Document section>
************
1. A system comprising: at least one variable reluctance linear motor comprising an array of magnetic actuators arranged along at least a portion of a pathway, at least one ferromagnetic rotating element, constrained to roll along the pathway about an axle; wherein, the magnetic actuators are operated sequentially to impart at least partially a tangential force to the rotating element.

2. The system of claim 1, wherein the pathway is a railway, and the rotating element(s) are steel wheels of railway vehicles.

3. The system of claim 1 wherein the actuators are arranged whereby the tangential force is substantially along the pathway.

4. The system of claim 1 wherein the actuators are arranged whereby the tangential force is substantially toward the pathway.

5. A method for producing motion, comprising; arranging at least one variable reluctance linear motor comprising an array of magnetic actuators along at least a portion of a pathway, constraining at least one ferromagnetic rotating element to roll along the pathway about an axle; and, operating the magnetic actuators sequentially to impart at least partially a tangential force to the rotating element.
************
Data for review>
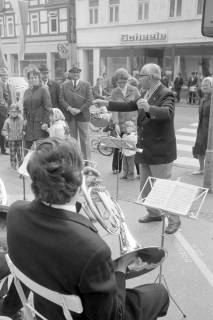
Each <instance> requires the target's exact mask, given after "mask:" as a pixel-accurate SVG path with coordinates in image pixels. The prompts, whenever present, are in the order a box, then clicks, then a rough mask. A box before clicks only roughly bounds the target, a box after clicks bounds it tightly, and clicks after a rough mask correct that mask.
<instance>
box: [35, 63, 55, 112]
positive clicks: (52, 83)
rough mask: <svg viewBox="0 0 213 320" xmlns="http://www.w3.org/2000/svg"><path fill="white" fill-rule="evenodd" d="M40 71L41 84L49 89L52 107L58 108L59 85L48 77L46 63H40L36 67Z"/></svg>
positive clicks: (52, 107)
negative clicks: (38, 66) (40, 74)
mask: <svg viewBox="0 0 213 320" xmlns="http://www.w3.org/2000/svg"><path fill="white" fill-rule="evenodd" d="M38 69H39V71H40V72H41V79H42V84H43V85H44V86H46V87H47V88H48V89H49V93H50V98H51V102H52V108H59V109H60V85H59V83H57V82H56V81H53V80H50V79H49V70H48V68H47V66H46V65H43V64H42V65H40V66H39V67H38Z"/></svg>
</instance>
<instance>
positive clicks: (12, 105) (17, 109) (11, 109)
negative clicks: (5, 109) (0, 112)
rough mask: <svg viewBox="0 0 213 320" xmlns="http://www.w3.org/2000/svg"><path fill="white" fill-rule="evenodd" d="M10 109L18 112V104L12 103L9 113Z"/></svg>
mask: <svg viewBox="0 0 213 320" xmlns="http://www.w3.org/2000/svg"><path fill="white" fill-rule="evenodd" d="M12 111H17V112H19V111H20V109H19V105H18V104H16V103H12V104H11V106H10V107H9V113H10V112H12Z"/></svg>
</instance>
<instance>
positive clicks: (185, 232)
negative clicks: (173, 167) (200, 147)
************
Job A> Translate this sentence from the linear motor claims into Spanish: "The system of claim 1, wherein the pathway is a railway, and the rotating element(s) are steel wheels of railway vehicles."
Job B> Please reproduce word for word the part of the linear motor claims that opens with the words containing "3. The system" and closes with "toward the pathway.".

Output A> El sistema de la reivindicación 1, en el que el recorrido es una vía férrea, y el o los elementos rotativos son ruedas de acero de vehículos ferroviarios.

Output B>
3. The system of claim 1 wherein the actuators are arranged whereby the tangential force is substantially along the pathway.

4. The system of claim 1 wherein the actuators are arranged whereby the tangential force is substantially toward the pathway.